Dataset records »
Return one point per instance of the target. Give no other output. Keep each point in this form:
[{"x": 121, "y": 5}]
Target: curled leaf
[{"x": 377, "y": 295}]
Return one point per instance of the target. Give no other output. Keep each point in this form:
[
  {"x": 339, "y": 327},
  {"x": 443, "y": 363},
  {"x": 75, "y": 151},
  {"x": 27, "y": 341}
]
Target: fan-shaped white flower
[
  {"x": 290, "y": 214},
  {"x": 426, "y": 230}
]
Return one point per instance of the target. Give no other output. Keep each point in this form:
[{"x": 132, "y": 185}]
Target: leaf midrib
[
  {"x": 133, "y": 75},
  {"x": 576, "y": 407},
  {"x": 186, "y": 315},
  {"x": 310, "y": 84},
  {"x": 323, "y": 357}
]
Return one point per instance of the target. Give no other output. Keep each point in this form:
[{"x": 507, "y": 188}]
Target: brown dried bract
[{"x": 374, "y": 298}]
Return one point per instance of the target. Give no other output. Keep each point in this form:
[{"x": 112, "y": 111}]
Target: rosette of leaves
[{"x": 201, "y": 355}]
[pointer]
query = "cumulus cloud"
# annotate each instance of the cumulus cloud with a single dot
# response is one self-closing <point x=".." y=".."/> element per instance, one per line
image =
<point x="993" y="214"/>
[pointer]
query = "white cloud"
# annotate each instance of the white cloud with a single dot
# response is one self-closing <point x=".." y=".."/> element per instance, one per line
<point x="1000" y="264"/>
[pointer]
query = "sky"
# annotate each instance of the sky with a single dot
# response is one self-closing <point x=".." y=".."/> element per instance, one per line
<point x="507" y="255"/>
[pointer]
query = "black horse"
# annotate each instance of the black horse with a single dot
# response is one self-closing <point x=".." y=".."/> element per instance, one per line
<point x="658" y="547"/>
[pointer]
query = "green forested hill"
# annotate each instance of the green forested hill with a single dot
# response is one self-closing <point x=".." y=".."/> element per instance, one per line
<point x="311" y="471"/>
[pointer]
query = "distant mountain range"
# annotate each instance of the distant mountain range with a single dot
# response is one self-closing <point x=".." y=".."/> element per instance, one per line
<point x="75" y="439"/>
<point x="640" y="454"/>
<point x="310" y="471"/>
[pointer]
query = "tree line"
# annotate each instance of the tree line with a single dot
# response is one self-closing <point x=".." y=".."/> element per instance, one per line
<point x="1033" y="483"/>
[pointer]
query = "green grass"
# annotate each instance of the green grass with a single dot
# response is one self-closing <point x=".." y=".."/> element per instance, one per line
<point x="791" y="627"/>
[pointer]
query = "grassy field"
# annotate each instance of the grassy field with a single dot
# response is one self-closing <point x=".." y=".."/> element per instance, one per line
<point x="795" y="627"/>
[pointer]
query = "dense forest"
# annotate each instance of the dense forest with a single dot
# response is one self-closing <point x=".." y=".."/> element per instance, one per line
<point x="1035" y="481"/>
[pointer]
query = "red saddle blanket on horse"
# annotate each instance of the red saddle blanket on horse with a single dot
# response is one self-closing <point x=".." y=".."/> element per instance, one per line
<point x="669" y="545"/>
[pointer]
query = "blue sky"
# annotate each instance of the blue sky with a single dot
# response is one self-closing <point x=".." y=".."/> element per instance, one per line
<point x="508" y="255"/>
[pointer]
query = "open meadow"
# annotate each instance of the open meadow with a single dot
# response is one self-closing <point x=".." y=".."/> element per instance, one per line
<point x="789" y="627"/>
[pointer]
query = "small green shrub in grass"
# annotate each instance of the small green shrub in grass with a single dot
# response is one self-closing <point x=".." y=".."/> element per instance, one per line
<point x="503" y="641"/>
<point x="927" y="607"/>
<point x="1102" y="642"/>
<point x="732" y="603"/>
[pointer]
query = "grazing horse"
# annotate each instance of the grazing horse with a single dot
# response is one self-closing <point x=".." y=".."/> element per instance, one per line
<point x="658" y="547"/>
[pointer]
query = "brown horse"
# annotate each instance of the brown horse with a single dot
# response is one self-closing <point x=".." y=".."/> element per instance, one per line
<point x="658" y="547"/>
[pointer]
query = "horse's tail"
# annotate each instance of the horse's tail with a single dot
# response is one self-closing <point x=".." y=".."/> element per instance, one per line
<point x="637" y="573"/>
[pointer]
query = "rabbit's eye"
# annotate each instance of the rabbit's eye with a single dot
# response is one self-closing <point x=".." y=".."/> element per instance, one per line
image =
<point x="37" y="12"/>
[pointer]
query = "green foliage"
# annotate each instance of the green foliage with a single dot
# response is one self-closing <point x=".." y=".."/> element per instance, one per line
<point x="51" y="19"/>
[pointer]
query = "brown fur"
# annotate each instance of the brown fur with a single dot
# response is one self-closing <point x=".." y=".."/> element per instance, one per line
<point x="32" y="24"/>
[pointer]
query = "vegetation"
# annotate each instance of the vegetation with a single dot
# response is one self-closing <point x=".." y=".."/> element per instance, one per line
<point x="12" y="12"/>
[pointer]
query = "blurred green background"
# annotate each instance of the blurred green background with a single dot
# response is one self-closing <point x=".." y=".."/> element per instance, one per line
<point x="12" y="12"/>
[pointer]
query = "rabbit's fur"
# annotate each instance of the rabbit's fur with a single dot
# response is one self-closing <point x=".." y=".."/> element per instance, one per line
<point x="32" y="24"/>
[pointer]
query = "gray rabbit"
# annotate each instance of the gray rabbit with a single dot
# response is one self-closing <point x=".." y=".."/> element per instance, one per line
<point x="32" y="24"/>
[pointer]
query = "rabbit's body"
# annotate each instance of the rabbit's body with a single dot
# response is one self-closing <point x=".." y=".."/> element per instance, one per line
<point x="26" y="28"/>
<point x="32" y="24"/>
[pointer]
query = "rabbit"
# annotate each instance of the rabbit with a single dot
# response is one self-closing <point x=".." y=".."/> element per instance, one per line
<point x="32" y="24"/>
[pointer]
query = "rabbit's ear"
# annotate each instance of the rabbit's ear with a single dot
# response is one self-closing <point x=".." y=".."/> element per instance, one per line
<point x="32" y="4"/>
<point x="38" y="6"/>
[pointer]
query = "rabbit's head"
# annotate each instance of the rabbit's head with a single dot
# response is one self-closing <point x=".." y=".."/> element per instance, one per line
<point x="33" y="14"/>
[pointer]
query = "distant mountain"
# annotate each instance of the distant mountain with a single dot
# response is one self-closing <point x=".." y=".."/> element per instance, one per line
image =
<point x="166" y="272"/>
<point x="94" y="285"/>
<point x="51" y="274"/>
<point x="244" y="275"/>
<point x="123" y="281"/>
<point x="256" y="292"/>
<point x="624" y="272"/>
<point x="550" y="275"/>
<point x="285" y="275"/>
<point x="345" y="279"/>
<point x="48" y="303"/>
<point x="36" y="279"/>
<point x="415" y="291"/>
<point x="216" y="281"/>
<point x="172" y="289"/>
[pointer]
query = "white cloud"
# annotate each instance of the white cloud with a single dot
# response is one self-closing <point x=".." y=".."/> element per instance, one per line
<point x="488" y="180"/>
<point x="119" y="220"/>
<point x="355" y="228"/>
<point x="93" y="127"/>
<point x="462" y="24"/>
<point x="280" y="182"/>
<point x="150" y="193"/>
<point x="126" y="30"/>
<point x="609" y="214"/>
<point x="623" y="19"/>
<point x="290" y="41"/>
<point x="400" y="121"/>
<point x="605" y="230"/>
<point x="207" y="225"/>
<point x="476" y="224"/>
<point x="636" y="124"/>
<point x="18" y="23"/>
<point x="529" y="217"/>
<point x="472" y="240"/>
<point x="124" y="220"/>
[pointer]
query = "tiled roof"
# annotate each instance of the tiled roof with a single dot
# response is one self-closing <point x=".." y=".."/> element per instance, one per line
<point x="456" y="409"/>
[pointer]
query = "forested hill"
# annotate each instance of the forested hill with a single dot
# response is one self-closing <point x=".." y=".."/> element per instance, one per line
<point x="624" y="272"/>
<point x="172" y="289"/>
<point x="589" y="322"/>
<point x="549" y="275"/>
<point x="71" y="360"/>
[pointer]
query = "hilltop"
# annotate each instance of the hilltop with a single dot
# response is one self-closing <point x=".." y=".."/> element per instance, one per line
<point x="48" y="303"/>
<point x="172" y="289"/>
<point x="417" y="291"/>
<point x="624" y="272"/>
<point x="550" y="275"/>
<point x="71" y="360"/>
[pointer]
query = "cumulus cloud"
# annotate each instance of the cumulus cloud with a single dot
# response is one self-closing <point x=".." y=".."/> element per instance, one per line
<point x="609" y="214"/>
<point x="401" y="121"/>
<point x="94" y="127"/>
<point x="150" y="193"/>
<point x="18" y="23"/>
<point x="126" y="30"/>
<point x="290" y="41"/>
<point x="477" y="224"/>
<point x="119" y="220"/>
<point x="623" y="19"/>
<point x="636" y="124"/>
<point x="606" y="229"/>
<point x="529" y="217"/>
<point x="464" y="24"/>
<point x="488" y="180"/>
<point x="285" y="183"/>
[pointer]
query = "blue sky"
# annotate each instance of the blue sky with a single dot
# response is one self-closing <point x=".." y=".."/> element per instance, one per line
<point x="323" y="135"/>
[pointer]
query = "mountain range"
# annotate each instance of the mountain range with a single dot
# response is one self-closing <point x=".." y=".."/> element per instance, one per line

Task directions »
The result should be every line of the material that contains the word "blurred", so copy those lines.

Response to this exercise »
query = "blurred green background"
# annotate each instance of the blurred green background with a single dot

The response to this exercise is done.